*** Block opens ***

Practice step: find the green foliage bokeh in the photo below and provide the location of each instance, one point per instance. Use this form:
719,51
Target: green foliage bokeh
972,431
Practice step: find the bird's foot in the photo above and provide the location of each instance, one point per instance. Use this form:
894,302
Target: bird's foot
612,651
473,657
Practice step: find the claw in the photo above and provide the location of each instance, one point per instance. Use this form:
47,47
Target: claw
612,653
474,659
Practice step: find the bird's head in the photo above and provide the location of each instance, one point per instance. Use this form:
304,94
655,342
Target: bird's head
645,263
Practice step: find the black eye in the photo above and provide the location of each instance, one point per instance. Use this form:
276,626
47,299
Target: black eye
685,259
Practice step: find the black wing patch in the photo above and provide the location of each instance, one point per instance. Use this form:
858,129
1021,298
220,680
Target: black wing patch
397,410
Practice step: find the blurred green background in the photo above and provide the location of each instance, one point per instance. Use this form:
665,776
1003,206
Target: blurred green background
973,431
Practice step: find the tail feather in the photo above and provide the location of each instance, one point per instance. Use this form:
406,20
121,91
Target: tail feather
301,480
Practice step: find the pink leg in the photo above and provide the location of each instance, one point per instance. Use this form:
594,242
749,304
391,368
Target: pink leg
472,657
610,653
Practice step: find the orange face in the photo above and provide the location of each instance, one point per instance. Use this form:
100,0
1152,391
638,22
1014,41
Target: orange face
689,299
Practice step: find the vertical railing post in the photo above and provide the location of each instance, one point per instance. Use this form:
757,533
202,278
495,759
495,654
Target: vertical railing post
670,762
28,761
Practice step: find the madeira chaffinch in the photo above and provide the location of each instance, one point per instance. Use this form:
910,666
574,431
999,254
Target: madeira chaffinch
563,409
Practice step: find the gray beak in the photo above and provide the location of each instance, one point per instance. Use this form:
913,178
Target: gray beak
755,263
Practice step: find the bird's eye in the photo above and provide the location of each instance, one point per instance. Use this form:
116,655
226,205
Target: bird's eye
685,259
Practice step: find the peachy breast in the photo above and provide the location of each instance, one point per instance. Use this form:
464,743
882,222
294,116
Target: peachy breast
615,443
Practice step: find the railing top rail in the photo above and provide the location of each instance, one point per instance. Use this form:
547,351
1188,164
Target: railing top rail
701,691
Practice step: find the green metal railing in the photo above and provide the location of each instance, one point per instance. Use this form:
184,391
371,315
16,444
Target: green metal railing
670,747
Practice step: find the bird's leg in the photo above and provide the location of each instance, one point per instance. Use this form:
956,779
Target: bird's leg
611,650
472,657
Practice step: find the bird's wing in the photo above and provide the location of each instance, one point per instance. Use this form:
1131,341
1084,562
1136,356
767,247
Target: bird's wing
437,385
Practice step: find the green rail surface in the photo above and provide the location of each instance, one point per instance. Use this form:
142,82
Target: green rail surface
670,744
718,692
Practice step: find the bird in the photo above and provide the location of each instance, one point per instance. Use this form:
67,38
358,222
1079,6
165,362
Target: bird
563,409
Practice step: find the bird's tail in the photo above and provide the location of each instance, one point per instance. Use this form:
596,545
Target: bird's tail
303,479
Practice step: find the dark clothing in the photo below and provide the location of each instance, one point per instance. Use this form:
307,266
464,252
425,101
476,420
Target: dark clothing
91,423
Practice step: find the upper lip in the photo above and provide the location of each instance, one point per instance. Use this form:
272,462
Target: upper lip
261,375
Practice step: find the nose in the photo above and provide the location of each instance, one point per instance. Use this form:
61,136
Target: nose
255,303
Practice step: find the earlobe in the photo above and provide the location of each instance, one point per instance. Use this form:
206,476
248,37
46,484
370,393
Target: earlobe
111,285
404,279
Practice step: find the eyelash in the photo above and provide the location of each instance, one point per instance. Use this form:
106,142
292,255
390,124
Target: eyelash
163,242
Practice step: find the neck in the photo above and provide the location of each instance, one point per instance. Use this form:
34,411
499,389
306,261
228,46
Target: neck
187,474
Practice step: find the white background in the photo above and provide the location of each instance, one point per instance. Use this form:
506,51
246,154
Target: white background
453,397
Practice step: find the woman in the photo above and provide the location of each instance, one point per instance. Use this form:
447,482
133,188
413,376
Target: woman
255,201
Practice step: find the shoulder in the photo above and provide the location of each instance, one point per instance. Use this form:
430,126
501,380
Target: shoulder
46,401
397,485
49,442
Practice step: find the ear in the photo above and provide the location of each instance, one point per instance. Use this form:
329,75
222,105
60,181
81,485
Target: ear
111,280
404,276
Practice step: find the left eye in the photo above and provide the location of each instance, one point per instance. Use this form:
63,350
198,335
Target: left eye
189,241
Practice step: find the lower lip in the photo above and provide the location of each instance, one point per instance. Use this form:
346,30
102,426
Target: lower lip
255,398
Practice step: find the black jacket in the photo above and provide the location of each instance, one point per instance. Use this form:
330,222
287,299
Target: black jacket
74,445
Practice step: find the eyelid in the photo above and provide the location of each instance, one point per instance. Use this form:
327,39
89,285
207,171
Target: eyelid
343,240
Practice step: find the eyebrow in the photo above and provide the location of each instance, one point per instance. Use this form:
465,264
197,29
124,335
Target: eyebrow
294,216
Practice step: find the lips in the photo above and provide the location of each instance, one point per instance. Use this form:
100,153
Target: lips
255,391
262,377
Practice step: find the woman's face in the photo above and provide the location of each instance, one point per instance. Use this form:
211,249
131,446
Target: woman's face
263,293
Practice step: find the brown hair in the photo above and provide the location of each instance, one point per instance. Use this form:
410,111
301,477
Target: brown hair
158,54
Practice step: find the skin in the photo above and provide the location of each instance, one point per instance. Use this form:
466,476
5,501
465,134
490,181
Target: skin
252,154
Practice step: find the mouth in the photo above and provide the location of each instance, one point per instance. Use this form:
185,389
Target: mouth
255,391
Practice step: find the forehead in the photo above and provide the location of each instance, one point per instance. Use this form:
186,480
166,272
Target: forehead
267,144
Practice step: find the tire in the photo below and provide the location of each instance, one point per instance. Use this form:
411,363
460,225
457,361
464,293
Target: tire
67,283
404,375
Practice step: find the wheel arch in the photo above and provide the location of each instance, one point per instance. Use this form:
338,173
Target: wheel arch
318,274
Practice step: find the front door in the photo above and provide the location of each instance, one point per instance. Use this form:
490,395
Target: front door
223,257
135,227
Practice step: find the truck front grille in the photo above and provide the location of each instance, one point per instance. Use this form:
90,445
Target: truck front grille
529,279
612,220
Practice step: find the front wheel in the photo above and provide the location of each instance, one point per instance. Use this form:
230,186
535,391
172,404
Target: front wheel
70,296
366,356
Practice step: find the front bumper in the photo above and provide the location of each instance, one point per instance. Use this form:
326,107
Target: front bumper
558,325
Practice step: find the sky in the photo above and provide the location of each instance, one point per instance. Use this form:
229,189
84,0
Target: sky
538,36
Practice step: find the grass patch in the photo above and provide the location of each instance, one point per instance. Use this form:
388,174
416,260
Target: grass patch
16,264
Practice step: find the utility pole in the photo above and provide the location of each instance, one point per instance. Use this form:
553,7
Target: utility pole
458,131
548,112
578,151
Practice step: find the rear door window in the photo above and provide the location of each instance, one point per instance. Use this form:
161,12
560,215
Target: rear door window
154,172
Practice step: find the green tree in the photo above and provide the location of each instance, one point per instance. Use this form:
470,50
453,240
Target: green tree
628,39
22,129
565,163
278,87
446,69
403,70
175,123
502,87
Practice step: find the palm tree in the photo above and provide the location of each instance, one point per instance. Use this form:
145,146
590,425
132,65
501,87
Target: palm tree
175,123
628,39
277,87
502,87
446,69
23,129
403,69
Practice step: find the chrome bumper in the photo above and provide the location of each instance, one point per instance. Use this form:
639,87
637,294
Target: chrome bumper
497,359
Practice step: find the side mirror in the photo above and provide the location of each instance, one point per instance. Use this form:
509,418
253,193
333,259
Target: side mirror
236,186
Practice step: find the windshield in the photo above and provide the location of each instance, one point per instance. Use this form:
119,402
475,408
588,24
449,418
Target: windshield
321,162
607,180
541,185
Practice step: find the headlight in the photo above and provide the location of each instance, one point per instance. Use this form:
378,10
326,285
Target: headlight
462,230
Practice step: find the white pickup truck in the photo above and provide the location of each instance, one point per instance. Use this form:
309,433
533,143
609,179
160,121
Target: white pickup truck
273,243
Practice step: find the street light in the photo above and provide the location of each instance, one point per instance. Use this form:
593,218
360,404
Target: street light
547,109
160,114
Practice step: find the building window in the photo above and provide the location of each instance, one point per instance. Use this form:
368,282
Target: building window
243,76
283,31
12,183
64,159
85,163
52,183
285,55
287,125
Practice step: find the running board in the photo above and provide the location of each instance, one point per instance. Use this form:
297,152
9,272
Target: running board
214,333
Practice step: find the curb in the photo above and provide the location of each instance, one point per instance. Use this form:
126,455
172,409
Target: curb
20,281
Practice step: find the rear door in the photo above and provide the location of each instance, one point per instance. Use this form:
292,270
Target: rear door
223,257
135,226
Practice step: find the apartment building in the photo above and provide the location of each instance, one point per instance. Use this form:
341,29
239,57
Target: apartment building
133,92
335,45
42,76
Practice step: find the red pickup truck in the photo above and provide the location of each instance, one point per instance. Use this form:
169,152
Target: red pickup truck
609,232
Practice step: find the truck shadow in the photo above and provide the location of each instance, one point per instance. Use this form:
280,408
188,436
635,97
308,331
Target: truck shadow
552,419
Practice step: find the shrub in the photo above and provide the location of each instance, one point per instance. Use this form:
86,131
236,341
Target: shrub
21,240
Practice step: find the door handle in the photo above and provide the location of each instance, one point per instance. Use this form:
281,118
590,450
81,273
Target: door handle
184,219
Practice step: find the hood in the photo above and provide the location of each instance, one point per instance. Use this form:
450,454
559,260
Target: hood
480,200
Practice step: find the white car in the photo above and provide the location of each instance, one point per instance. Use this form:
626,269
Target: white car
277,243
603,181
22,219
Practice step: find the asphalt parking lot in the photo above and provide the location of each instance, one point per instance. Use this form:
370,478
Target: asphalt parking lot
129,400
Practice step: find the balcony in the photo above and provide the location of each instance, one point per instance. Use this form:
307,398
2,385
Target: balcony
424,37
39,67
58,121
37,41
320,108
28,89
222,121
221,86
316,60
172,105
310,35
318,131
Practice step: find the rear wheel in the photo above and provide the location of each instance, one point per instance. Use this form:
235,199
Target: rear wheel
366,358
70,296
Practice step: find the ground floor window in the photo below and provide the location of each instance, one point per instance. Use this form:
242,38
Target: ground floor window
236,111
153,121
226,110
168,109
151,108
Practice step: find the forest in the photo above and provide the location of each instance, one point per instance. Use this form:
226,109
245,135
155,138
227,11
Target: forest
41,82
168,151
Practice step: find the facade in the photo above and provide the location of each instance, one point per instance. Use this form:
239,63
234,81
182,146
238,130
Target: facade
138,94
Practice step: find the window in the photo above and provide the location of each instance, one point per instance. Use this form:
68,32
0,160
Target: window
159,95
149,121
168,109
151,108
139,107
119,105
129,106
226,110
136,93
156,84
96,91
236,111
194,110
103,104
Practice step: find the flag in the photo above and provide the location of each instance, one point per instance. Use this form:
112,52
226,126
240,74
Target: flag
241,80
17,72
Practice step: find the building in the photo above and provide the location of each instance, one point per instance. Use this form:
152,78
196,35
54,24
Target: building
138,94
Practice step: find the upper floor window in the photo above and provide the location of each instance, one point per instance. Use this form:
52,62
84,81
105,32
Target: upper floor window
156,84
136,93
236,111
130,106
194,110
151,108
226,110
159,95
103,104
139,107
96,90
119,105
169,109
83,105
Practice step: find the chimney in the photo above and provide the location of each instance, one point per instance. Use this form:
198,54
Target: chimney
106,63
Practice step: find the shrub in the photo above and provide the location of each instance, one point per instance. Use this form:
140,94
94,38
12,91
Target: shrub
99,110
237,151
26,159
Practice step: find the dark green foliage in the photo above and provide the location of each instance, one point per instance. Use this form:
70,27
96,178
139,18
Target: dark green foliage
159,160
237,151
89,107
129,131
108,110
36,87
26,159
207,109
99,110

*** Block closes ***

## Exercise aim
Show every line above where "below" is found.

## Task response
Practice step: find the green foliage bokeh in the photo below and provide the location of each instance, one point per instance. Use this form:
Practice step: find the dark clothing in the photo below and provide the location of each instance, one point per instance. Use this form:
Practice step: find the tire in the photo below and provide the location of each instance, one point per instance. Use this form:
Practice step: find the ground floor window in the photo below and provide the location of each instance, one point per instance. Use this form:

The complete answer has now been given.